La convención que hace de Dios una realidad representada por su imagen, por su espíritu nos priva de su presencia y de la posibilidad de una relación directa y no mediatizada. Deviene entonces la representación icónica, que hace de todos los instrumentos de representación divina una cuestión sagrada; que no es la cosa (Dios) pero que se subvierte, cultural y doctrinariamente, en la imagen. El Dios creador y generoso se nos distancia interponiendo su imagen (el hombre) como destino de conocimiento. Él es y el hombre representa. La construcción cultural de esto hace doctrina.
Pero Dios no crea al hombre igual a él, si no que lo asimila a su imagen, que lleva en el debate semiótico la carga de la semejanza, y como reforzamiento de lo anterior el cronista de estos hechos insiste que “se es a semejanza de Él”, ahondando la distancia y profundizando el encubrimiento de Dios. ¿Cómo es Dios, entonces? Sabemos que es semejante al hombre y que para hacer a éste se autoreferenció, pero así definitivamente no llegamos a Él. Es a partir de la iconización del acto creador que podemos intuir cómo es Dios. La imagen se transforma en Él y así está presente en el rito, en el constructo histórico y en su relación con los hombres. El icono es el hombre en perenne proceso de cambio. Dicho en otros términos, es una mentira (Eco, 1991. 22).
Así, el icono católico no es una representación de Dios, sino del hombre, que, aún siendo hecho a su imagen y semejanza, sólo viene a representar particulares propiedades históricas de éste. Por ejemplo, Dios es de piel blanca sólo si representa al hombre de esa cultura, en una sociedad predominantemente blanca. Incluso decir hombre también denota exclusión de género y por ende una distancia del Dios que en verdad sería.
Dicho esto deberíamos decir que estamos en acuerdo con Eco en que “…los signos icónicos no tienen las ‘mismas’ propiedades físicas del objeto, pero estimulan una estructura perceptiva ‘semejante’ a la que estimularía el objeto imitado” (Eco, 1991. 290). Pero esto es en parte útil para nuestro camino, dado que en el caso de Eco está trabajando sobre un objeto conocido que se ha iconizado, pero nosotros estamos desconstruyendo lo no conocido (Dios), dado que de ese objeto sólo nos llega su imagen (el hombre). Entonces, es dable proponer que la iconografía católica no representa a Dios, ni a su imagen, si no al hombre histórico que se representa a sí mismo en un signo.
Descartado Dios como objeto de estudio e instalado para estos efectos al ser humano (hombre) como instrumento de iconización, nos salta una segunda contradicción, que de alguna manera explica esta representación y que se nos cruza con el concepto de semejanza.

__INFORMACIÓN PROPORCIONADA__.
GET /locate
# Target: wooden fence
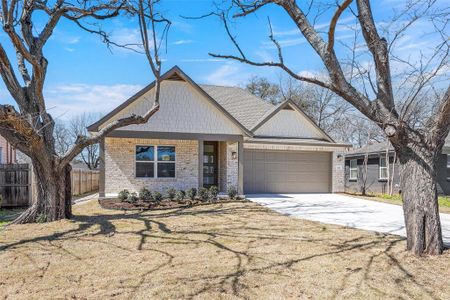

__POR HACER__. Copia de nuevo todo lo que va desde "Descartado Dios como" hasta "concepto de semejanza." en el texto sobre la iconografía católica, y cambia "contradicción" por "paradoja". Este material no hace falta para resolver nada.

__RESPUESTA AL EJERCICIO__.
Descartado Dios como objeto de estudio e instalado para estos efectos al ser humano (hombre) como instrumento de iconización, nos salta una segunda paradoja, que de alguna manera explica esta representación y que se nos cruza con el concepto de semejanza.